→ Given problem 1
Select every line of the listing below that contains the string "Target".

→ Extract
****

I need to be able to search a PDF for about 200 different reference numbers that I know to return a value I do not know. Examples of the reference numbers:
- ABC-12-012
- ABC-012-86
- ABC-0512-10
Where the reference number will always:
- Be at the beginning of a line
- Follow the word "References:"
- Start with ABC-
- Between each hyphen could be varied counts of numeric characters.
The data that I need is actually several lines above the "Reference". It is a series of dotted numbers followed by a description. It resembles "9.8.1 Appendix A" but could just as easily be "9.1 Appendix D" or"9.2.8.63.4 Appendix C".
Also, in case it matters, the known reference may not show up in every .PDF.
Thanks for any help on this!
Sample Text:
________________________________
9.8.1 Appendix A
Description:
This is where a description would be. there could be another header as well.
Additional Information:
One or more additional sections may exist between the 9.8.1 Appendix A (which is the text I need) and the ABC-0012-083 which is what I know to search for.
References:
ABC-0012-083
9.8.2 Addendum 9
Description:
This is where a description would be. there could be another header as well.
Additional Information:
One or more additional sections may exist between the 9.8.1 Appendix A (which is the text I need) and the ABC-0012-083 which is what I know to search for.
References:
ABC-021-19
________________________________

****

(Named object pointing entries)
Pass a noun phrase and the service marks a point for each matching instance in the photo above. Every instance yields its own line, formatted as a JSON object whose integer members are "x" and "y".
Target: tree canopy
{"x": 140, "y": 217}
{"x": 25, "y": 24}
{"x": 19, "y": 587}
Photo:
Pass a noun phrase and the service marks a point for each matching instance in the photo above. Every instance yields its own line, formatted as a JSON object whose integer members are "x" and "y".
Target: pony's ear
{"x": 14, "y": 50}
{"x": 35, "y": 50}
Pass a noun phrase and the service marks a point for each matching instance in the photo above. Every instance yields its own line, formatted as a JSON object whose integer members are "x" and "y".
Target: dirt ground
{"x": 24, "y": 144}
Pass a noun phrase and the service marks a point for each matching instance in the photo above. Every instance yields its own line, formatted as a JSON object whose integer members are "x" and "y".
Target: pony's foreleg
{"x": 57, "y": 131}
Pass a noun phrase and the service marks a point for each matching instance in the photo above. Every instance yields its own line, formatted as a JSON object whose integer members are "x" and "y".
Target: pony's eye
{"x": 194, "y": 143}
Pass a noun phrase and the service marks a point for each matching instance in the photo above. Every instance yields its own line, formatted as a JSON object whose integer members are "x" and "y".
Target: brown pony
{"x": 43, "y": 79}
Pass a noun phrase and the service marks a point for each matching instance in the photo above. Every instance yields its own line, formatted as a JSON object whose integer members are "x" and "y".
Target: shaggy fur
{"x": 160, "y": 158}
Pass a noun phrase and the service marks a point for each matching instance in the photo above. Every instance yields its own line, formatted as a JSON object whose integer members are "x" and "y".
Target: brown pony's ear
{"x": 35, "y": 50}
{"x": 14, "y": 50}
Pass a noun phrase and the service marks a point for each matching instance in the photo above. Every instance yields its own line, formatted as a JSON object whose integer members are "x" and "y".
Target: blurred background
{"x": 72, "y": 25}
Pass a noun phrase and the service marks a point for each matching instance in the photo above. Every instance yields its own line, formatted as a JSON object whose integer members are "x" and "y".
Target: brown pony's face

****

→ Given problem 2
Based on the post above about searching a PDF, decide whether each statement agrees with it. Answer yes or no for each, and quote the deciding words. (a) Each reference number starts with ABC-. (b) The known reference appears in every PDF. (c) The needed data sits several lines below the reference.

→ Correct result 1
Target: tree canopy
Target: pony's ear
Target: dirt ground
Target: pony's foreleg
Target: pony's eye
Target: brown pony
Target: shaggy fur
Target: brown pony's ear
Target: blurred background
Target: brown pony's face

→ Correct result 2
(a) Yes: "Start with ABC-"
(b) No: "the known reference may not show up in every .PDF."
(c) No: "The data that I need is actually several lines above the "Reference"."